(Part of a data file)
↓↓↓

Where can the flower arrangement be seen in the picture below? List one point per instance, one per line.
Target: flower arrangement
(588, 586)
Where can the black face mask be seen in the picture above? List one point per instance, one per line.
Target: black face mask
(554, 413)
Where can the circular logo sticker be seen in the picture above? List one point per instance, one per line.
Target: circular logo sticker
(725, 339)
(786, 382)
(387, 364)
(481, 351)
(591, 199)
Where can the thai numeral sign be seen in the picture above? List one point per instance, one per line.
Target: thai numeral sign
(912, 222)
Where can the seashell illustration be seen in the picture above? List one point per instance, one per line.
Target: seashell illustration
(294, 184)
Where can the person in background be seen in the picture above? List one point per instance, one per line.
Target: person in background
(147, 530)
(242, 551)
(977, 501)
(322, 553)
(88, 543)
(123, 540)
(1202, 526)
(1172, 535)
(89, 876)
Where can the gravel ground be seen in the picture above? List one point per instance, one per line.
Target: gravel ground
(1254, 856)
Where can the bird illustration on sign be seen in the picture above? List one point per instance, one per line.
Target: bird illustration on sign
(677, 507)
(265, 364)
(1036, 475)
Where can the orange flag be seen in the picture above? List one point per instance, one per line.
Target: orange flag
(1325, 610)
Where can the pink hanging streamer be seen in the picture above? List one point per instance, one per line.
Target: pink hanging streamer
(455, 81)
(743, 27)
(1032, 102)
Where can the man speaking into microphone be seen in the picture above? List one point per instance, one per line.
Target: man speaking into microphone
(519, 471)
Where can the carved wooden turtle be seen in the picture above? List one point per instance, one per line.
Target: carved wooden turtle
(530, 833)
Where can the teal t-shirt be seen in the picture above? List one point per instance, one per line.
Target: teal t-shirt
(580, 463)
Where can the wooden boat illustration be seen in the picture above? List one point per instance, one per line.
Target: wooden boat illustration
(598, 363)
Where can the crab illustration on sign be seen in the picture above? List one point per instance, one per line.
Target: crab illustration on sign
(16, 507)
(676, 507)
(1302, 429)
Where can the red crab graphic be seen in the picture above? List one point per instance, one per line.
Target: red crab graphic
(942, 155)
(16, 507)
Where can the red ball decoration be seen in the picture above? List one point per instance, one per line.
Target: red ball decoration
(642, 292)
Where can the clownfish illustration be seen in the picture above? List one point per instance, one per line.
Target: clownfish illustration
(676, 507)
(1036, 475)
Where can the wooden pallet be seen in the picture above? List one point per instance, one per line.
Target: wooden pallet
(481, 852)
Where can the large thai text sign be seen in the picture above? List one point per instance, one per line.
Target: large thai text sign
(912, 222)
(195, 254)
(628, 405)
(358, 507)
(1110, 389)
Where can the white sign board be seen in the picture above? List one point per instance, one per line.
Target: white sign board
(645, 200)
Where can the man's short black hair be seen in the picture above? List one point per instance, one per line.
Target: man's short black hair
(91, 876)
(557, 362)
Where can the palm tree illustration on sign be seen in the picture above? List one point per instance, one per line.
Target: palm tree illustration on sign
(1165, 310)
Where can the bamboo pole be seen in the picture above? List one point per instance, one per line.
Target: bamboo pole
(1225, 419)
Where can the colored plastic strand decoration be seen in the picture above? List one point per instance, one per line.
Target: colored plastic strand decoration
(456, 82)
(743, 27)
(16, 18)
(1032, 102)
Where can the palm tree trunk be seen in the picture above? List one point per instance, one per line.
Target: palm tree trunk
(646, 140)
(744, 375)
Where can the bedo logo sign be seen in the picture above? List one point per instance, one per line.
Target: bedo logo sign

↑↑↑

Given instruction
Could you rewrite the listing above so that every "one point per instance" reads "one coordinate pair per instance", with nothing else altered?

Answer for the task
Where can the flower arrangement be seen in the picture below? List one coordinate pair per instance, one per line.
Target: flower arrangement
(588, 586)
Where can the black face mask be seen in the picture above? List one coordinate pair per instance, one per line.
Target: black face mask
(554, 413)
Where can the circular logo sticker be seen in the picture above? List one coordinate pair per instance, one per line.
Target: circular logo sticker
(725, 339)
(786, 382)
(387, 364)
(481, 351)
(591, 199)
Where can the thai numeral sign be seen in the picture above? List one coordinate pair per instance, one per line.
Target: thai numeral sign
(912, 222)
Where can the seashell illustration be seen in the picture above? List one coordinate pair per instance, one per line.
Target: seashell illustration
(294, 184)
Where can the person in background be seen in the picture above? List one coordinate pair per instance, one per line.
Target: person in background
(147, 530)
(242, 551)
(977, 501)
(322, 553)
(88, 543)
(123, 540)
(1202, 526)
(1172, 535)
(89, 876)
Where can the gravel ground be seen in the picture above? List one coordinate pair per instance, one per line.
Target: gravel ground
(1254, 856)
Where can the bird illustration on sign be seen in the picture above? List one coordinate pair per instance, one per line.
Target: bird illustration on sign
(677, 507)
(265, 364)
(1036, 475)
Where can the orange flag be seen in the picture above? List one coordinate pair per instance, one per line.
Target: orange flag
(1325, 610)
Where can the pink hanging streamer be seen in the picture above? List one coordinate pair per instance, one per line.
Target: pink hanging streamer
(455, 81)
(743, 27)
(1032, 102)
Where can the man speaking into microphone be seen in the picture above? List one coordinate pair per instance, one per line.
Target: man speaking into microphone
(519, 471)
Where can the carved wooden turtle be seen in the picture above? List one coordinate pair per instance, one per line.
Target: carved wooden turtle
(530, 833)
Where can the teal t-shirt be seen in the picture above? List one coordinate pair per instance, one per line.
Target: teal t-shirt
(580, 463)
Where can the wooden boat illustration be seen in the picture above? List one coordinate pair per instance, one per line.
Target: wooden boat illustration
(598, 363)
Where can the crab illustration on sign be seen in the picture above? List one coordinate pair per instance, one per line.
Target: crab illustration on sign
(16, 507)
(676, 507)
(1302, 429)
Where can the red crab graphic be seen in the picture above? List one coordinate pair per instance, one per line.
Target: red crab graphic
(942, 155)
(16, 507)
Where can the red ball decoration be seen in the picture above? List one coordinate pair per instance, one per line.
Target: red ball decoration
(642, 292)
Where can the clownfish illustration be seen in the picture above? List one coordinate pair per instance, one per line.
Target: clownfish illustration
(676, 507)
(1036, 475)
Where can the wooden pallet be seen in the picture above? List one coordinate pair per instance, one per line.
Target: wooden pallet
(481, 852)
Where can the large thai text sign be seen in the picture above? List one coordinate pair per instance, one per line.
Target: large thai text sign
(912, 222)
(195, 254)
(628, 405)
(358, 507)
(1110, 389)
Where can the white sign board be seen in the picture above? List one coordinate pair per instance, one per line.
Target: white sign board
(645, 200)
Where can the man's short black hair be seen in the picture above? List one coordinate pair per instance, one per line.
Target: man's short black hair
(91, 876)
(557, 362)
Where can the palm tree illustration on sign be seen in the picture above? List one coordinate pair per instance, one per line.
Target: palm tree illustration on sign
(1165, 310)
Where can the bamboo pole be seen in the picture above? List one coordinate pair per instance, one per line.
Target: bamboo pole
(1225, 419)
Where can the colored plastic strand decoration be seen in the picture above? List one coordinate pair per instance, one per line.
Target: colored plastic strand decoration
(456, 82)
(743, 27)
(16, 18)
(1032, 102)
Where can the palm tree trunk be seen in the picture above? List one coordinate pair per instance, one per line.
Target: palm tree trunk
(646, 140)
(744, 375)
Where can the bedo logo sign be seen in the picture above? List one coordinate pair per instance, one per line.
Target: bedo logo sign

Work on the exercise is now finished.